#### [What you are asked to do]
Return each line, exactly as given, from the one containing "One point belongs on each instance of the alpaca head." through the end of the entries below, and skip the rest.

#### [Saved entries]

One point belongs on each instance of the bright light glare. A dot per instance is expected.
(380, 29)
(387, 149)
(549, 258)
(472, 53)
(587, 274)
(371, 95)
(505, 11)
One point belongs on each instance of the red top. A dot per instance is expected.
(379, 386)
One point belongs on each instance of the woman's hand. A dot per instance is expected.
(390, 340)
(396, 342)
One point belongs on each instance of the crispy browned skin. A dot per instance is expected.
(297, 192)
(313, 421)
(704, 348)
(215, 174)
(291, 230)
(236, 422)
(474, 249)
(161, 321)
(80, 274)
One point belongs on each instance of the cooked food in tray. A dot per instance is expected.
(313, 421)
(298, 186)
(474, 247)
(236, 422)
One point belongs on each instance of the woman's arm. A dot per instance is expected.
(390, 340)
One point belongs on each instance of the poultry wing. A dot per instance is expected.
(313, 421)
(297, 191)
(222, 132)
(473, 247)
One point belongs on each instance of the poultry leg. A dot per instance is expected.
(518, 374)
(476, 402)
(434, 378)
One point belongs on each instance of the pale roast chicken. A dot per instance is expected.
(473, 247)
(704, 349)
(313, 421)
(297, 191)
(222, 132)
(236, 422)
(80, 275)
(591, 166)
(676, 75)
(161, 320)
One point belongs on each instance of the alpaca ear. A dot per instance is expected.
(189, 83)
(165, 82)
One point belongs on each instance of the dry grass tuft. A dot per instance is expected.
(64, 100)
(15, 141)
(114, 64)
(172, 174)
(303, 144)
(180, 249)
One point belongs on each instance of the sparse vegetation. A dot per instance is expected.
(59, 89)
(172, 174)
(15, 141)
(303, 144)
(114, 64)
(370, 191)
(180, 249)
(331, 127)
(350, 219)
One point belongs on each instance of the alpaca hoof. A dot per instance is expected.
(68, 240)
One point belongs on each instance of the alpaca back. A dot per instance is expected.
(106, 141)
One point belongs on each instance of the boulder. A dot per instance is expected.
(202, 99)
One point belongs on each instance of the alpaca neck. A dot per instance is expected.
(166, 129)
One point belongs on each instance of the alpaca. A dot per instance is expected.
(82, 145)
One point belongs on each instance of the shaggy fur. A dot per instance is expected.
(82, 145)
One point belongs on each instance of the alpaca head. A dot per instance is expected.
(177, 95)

#### [Reply to the exercise]
One point belongs on each instance of the alpaca head. A dot per instance is expected.
(177, 95)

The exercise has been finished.